# ENTRIES:
********************
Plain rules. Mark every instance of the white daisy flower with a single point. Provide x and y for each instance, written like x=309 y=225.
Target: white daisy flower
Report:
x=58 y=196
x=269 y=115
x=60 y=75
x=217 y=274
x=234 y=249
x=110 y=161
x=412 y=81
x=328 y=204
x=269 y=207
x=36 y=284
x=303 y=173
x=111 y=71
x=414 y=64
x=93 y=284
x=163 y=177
********************
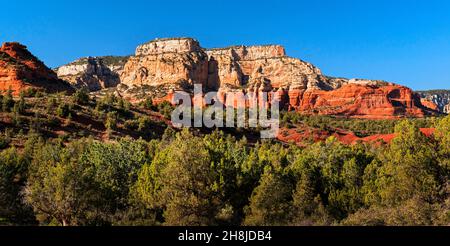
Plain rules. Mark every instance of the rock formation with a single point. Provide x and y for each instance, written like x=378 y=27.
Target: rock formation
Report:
********************
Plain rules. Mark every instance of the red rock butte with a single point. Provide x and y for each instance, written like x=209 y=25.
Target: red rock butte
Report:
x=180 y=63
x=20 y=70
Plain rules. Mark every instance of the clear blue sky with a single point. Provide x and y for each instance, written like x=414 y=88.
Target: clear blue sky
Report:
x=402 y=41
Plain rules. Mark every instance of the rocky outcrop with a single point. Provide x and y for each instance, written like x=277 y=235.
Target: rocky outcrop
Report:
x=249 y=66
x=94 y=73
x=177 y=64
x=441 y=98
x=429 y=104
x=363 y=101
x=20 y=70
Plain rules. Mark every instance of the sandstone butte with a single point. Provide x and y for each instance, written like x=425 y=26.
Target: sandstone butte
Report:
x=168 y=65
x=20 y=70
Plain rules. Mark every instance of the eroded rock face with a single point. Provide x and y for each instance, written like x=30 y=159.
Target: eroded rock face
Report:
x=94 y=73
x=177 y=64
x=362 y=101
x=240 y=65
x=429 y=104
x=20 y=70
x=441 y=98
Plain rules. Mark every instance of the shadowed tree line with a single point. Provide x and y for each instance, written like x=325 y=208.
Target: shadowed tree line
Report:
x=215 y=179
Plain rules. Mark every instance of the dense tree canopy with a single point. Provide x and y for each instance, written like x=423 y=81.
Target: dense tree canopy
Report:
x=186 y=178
********************
# WHAT TO DO:
Copy the records verbatim, from the line containing "Plain rules. Mark every instance of the red" through the line containing "x=186 y=178", including both of those lines.

# THE SOLUTION:
Plain rules. Mark every instance of the red rock butte with a single point. Provide x and y for each instance, written like x=209 y=25.
Target: red rock butte
Report:
x=180 y=63
x=20 y=70
Plain rules. Mark every instance of the clear blue sky with a single point. Provide x and y for each instance, written like x=414 y=88.
Target: clear blue sky
Report:
x=402 y=41
Plain rules. Mark every instance of the rocky outcrop with a single point. Provide x and y for each instance, written like x=277 y=235.
Target: rocky outcrop
Report:
x=249 y=66
x=94 y=73
x=177 y=64
x=441 y=98
x=429 y=104
x=363 y=101
x=20 y=70
Plain rules. Mark every instance of the sandstone butte with a single point. Provide x and y for each instance, written like x=425 y=26.
Target: sandstone butte
Report:
x=168 y=65
x=20 y=70
Plain rules. Mark every instance of the eroded rock face with a single point. Provide x and y for each instance, written like x=30 y=159.
Target: eroded rock face
Report:
x=94 y=73
x=177 y=64
x=362 y=101
x=240 y=65
x=429 y=104
x=20 y=70
x=441 y=98
Plain rules. Mark every instance of the shadowed tree line with a single point. Provide x and y for each instance, written like x=325 y=208.
Target: shadowed tree line
Report:
x=215 y=179
Plain rules. Mark every instance of the dense tree canopy with a single point. Provide x and y for each instance, written like x=423 y=81.
Target: dense tree canopy
Report:
x=186 y=178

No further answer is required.